Document section: Begin
Woke activist author Ta-Nehisi Coates suggested Wednesday that he would not have been above participating in Hamas’ October 7 attack on Israel had he been born and raised in Gaza.
Speaking on Trevor Noah’s “What Now?” podcast, Coates said he didn’t know if he was “strong enough or even constructed in such a way” to say that the attacks of October 7 were “too far.”
“I haven’t said this out loud, but I think about it a lot,” Coates said.” Were I 20 years old, born into Gaza, which is a giant open-air jail…if my mother picks the olive trees and she gets too close to the wall, she might be shot…and I grow up under that oppression and that poverty and the wall comes down. Am I also strong enough or even constructed in such a way where I say this is too far? I don’t know that I am,” Coates said.
Ta-Nehisi Coates suggests he’s not above taking part in an October 7-style attack:
“And I grow up under that oppression and that poverty and the wall comes down. Am I also strong enough or even constructed in such a way where I say this is too far, I don’t know that I am.” pic.twitter.com/KTXALjCyM2— Nicholas Fondacaro (@NickFondacaro) October 10, 2024
None of what Coates describes about life in Gaza is accurate. Thirty-six hospitals were operating in Gaza prior to the October 7 attacks on Israel, which killed more than 1,200 and wounded more than 5,000 more. Palestinians didn’t need a permit to go to these hospitals, as they were controlled by authorities in Gaza, most of whom were members of Hamas, the terrorist group that has held power in Gaza since 2006. In addition, the international community — including doctors in Israel – sent billions of dollars to these hospitals.
Document section: End
Assigned task 1
Translate this sentence from the article about Ta-Nehisi Coates's podcast remarks into Spanish: "Speaking on Trevor Noah’s “What Now?” podcast, Coates said he didn’t know if he was “strong enough or even constructed in such a way” to say that the attacks of October 7 were “too far.”"
Assigned task 2
Continue the article about Ta-Nehisi Coates's podcast remarks from its last sentence.
Input data: Begin
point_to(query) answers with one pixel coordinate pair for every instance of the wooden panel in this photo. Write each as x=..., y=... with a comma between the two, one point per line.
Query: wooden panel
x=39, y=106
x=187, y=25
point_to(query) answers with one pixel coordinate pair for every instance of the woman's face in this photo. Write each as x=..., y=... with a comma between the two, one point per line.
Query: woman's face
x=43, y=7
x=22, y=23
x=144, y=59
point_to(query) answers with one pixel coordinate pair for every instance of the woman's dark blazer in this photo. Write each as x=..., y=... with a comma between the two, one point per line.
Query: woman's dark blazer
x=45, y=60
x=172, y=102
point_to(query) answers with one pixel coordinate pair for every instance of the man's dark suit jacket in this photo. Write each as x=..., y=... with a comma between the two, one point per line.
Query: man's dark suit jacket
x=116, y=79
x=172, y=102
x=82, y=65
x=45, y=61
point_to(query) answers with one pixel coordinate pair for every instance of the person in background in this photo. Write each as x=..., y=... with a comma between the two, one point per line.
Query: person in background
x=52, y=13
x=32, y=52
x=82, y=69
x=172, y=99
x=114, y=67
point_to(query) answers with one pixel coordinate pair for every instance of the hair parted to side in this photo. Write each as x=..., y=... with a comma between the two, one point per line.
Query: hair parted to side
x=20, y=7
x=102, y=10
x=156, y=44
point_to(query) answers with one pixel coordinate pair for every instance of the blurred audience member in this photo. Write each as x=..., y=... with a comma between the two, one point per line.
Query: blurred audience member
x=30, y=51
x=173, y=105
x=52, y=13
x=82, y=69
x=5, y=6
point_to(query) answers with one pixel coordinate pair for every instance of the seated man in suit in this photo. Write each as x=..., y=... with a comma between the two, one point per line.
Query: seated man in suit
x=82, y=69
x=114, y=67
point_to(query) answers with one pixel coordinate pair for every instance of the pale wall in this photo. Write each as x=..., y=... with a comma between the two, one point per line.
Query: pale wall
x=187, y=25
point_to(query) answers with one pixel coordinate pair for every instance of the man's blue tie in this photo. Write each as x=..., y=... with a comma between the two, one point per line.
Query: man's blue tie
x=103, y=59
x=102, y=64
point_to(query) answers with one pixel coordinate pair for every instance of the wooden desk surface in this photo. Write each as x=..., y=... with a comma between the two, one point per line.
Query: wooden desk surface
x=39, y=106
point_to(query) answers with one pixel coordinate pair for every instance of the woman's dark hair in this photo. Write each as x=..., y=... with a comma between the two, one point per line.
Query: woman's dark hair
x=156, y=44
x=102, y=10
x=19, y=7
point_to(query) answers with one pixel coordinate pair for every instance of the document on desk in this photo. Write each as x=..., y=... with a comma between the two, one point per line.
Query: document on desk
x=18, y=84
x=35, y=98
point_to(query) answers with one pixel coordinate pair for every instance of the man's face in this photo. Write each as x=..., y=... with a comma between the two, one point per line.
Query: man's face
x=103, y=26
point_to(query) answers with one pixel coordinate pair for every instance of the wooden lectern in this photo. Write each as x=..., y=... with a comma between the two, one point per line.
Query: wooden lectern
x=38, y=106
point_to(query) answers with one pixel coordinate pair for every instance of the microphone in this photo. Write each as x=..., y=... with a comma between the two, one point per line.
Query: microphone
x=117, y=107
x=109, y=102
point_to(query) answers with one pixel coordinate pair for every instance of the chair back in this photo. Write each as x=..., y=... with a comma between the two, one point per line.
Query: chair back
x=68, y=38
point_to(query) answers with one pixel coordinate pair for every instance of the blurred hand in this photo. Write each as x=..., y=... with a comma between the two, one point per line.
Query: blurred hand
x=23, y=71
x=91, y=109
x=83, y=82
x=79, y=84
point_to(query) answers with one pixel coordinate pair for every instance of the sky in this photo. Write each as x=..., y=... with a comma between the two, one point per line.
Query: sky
Input data: End
Answer space 1
Hablando en el pódcast “What Now?” de Trevor Noah, Coates dijo que no sabía si era “lo suficientemente fuerte o incluso estaba hecho de tal manera” como para decir que los ataques del 7 de octubre habían ido “demasiado lejos”.

Answer space 2
There’s also no evidence that a fisherman or an olive picker would be shot simply for getting too close to the border, and Coates’ claim that Gaza is essentially an “open-air jail” is false on its face. Were Gaza truly a prison, it would be impossible for Hamas to build underground tunnels and place rocket launchers throughout the area, as the have done for years.
Coates also said during the podcast that wanting to attack alleged oppressors was “not unique to Palestine” and compared it to slavery in the United States.
“The example I think about all the time is like Nat Turner, right? Like Nat Turner launches his rebellion in 1830. This man slaughters babies in their cribs. You know what I mean? Like, and I’ve done this thought experience experiment for myself over and over. Does the degradation and dehumanization of slavery make it so that you can look past something like that?” Coates asked, according to Fox News.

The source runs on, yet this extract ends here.